Can you turn the entries below into a JSON list of strings, one per line, with blank lines skipped and the pictures left out?

**DATASET EXTRACT**
=-=-=
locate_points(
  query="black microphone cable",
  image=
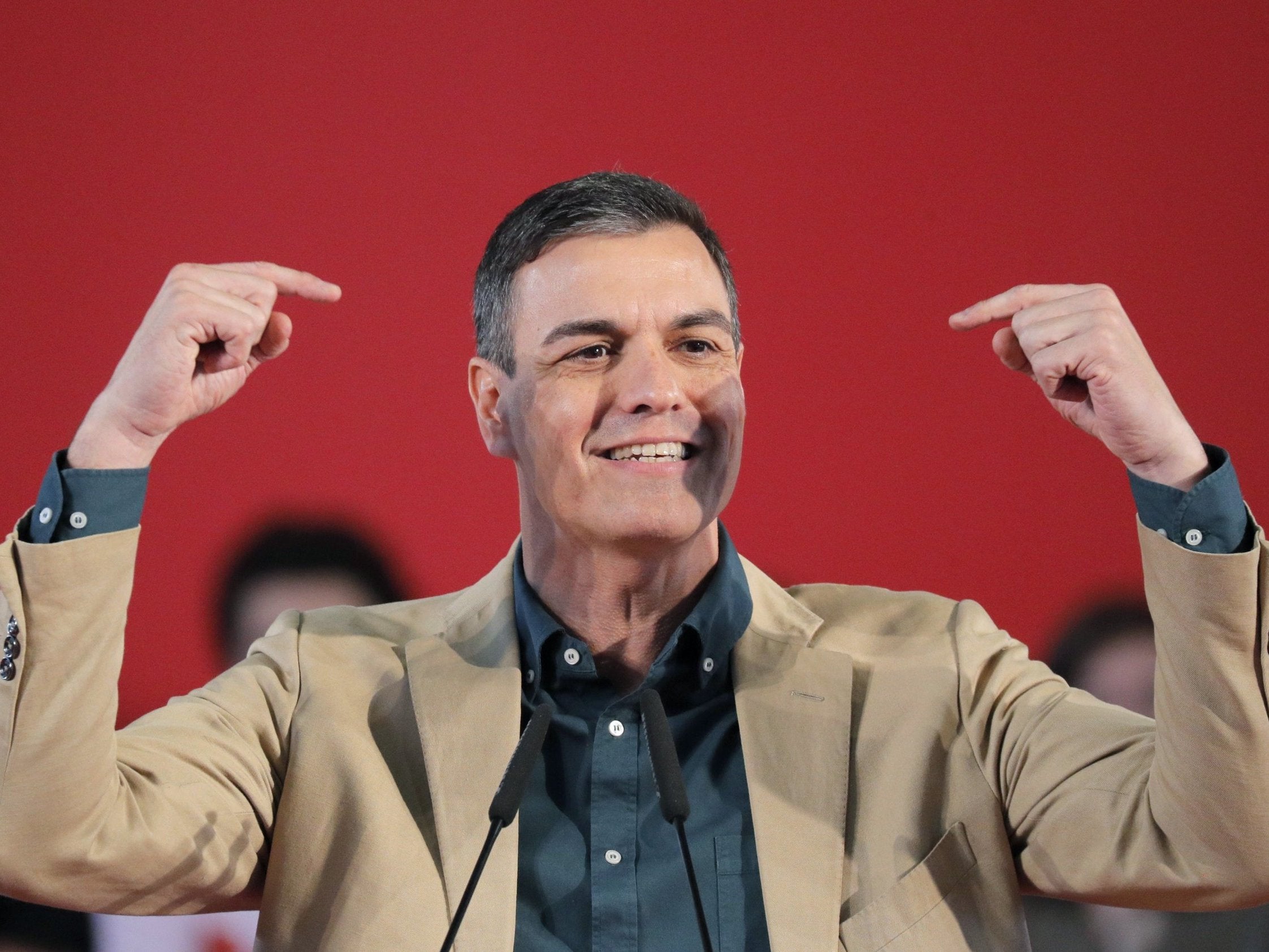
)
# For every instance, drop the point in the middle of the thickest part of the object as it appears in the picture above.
=-=-=
**EXERCISE SOLUTION**
[
  "locate_points(",
  "  query=\"black microphone cable\",",
  "  image=",
  ")",
  "# For every instance, drop the point in the middle of the thickest part of the object as it appears in the picture above."
]